Given text =>
::::::::::

Re: Drug studies

Howard Shapiro (hms@shapirolab.com)
Thu, 29 May 1997 10:15:06 -0400 (EDT)

>I have an investigator who wants to look at intracellular distribution of a
>drug using confocal laser scanning microscopy. The drug is not fluorescent,
>so he has a monoclonal antibody (FITC conjugate) to the drug. Our question
>is, during permeablization to allow the antibody into the cells, what is the
>best way to prevent the drug from leaching out of the cells? I suppose a
>pre-permeablization paraformaldehyde fixation step would be helpful, but I
>would like to hear from anyone who has done such drug studies and knows if
>this is an effective approach.
>
Granted, I'm not exactly a confocal microscopy maven, but...

The distribution of many drugs in cells is affected by the action of pumps
and other enzymes, many of which are in turn dependent on ATP concentration
and/or on the maintenance of potential gradients across cytoplasmic and
mitochondrial membranes. Even without fixation, whatever you need to do to
make big enough holes in the cytoplasmic membrane to admit an anti-drug
antibody will transiently abolish potential gradients and allow small
molecules to leak out of the cell. Thus, what you'll see with confocal is
very likely to be artifactual, and fixation will only move things further in
that direction.

This doesn't mean that you won't get any information. For example, if you
had a drug that bound covalently or with very high affinity to DNA, you
should certainly be able to find it in the nucleus with a fluorescent
antibody, but any conclusions you might draw about cytoplasmic trafficking
of the same drug would probably be suspect.

::::::::::

[Records from a collection]
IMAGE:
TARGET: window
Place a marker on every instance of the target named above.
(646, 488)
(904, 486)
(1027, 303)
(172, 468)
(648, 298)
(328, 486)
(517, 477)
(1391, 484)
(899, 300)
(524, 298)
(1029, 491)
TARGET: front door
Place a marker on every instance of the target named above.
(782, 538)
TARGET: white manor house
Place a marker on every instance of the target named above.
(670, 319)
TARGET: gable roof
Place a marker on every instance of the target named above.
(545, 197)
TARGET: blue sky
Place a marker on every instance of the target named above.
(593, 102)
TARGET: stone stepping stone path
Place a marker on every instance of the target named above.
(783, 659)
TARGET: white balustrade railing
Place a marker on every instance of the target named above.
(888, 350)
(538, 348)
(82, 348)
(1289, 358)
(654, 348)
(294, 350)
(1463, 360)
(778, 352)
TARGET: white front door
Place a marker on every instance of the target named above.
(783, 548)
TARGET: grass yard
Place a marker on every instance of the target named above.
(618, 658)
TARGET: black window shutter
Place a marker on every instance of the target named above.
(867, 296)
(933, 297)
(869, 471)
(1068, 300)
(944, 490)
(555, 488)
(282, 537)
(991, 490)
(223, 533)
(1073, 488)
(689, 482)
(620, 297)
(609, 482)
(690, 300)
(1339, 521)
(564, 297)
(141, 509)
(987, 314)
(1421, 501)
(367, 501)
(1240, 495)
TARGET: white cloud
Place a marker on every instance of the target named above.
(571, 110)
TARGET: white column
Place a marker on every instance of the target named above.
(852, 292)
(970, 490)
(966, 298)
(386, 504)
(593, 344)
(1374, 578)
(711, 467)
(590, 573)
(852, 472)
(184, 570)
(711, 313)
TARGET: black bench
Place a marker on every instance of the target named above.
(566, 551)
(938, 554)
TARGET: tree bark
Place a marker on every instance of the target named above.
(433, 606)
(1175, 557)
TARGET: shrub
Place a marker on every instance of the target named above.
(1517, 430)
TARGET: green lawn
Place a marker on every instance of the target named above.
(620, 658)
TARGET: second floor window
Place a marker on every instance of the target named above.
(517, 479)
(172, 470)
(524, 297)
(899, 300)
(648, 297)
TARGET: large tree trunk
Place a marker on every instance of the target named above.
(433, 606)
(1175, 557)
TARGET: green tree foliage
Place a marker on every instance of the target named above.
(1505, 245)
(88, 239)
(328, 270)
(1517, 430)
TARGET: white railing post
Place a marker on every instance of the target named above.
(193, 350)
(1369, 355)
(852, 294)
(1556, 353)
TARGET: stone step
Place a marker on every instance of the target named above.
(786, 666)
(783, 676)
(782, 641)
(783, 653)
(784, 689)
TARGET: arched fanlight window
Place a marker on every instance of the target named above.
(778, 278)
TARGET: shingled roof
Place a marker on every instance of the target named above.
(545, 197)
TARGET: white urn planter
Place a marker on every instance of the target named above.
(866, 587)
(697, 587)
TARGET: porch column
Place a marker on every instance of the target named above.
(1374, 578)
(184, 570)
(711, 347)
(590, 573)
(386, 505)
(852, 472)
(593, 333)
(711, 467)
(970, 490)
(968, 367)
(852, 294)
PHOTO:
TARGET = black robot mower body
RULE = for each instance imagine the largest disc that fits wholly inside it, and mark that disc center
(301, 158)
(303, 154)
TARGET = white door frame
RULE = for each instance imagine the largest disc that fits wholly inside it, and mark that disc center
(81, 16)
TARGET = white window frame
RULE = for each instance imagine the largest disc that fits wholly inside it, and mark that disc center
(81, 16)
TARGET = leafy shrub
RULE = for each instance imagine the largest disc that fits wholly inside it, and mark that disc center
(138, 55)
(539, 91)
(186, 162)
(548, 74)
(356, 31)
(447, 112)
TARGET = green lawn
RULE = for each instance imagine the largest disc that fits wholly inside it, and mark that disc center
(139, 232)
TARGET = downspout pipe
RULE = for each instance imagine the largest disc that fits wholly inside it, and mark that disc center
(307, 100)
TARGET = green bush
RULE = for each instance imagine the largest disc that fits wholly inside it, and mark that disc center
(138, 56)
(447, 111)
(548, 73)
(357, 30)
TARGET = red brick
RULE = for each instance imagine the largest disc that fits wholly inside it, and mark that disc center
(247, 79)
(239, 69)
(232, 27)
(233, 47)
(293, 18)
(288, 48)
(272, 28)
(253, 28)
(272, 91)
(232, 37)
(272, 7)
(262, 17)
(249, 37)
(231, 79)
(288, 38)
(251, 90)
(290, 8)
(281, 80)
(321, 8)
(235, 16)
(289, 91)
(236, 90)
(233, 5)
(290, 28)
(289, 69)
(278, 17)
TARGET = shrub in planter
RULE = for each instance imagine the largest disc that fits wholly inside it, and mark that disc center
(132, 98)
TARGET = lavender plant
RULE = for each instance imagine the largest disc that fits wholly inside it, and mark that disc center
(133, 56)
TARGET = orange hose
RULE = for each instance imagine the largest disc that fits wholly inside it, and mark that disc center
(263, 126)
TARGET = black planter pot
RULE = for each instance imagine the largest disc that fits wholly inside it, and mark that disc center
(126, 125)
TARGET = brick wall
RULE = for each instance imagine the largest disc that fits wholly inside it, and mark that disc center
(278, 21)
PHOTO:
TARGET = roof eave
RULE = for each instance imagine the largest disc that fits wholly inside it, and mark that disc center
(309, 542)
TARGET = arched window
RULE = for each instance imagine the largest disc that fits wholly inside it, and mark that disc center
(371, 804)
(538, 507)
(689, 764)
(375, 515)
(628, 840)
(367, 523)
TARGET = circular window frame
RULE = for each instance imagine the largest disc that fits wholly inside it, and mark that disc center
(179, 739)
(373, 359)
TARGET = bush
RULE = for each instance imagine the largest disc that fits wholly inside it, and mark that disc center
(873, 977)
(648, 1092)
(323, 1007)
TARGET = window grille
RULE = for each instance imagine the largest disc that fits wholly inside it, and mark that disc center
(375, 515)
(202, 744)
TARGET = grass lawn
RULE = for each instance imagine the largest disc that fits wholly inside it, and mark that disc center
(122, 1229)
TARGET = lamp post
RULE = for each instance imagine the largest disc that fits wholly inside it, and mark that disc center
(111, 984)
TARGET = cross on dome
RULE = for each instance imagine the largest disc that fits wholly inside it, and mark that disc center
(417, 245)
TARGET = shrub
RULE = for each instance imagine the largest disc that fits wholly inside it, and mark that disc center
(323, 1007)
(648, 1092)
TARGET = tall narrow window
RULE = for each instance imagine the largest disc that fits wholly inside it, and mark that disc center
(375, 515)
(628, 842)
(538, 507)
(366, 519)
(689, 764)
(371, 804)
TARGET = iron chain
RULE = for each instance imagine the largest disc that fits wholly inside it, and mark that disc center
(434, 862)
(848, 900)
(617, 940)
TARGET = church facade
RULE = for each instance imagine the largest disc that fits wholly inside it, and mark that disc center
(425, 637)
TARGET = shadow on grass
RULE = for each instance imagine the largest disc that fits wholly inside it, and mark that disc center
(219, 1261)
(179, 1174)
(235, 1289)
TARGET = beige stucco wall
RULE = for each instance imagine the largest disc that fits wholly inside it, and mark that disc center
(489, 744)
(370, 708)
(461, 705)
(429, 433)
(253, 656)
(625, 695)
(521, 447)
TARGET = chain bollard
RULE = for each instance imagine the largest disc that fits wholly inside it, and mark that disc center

::::::::::

Tasks and exercises =>
[1] Which cell structures does the reply in the drug studies post above name, beginning at "Granted, I'm not exactly a confocal microscopy maven"? List them.
[2] In the drug studies post above, what is the investigator's monoclonal antibody conjugated to?

Your written answers =>
[1]
Cytoplasmic membrane
Mitochondrial membrane
Nucleus

[2] FITC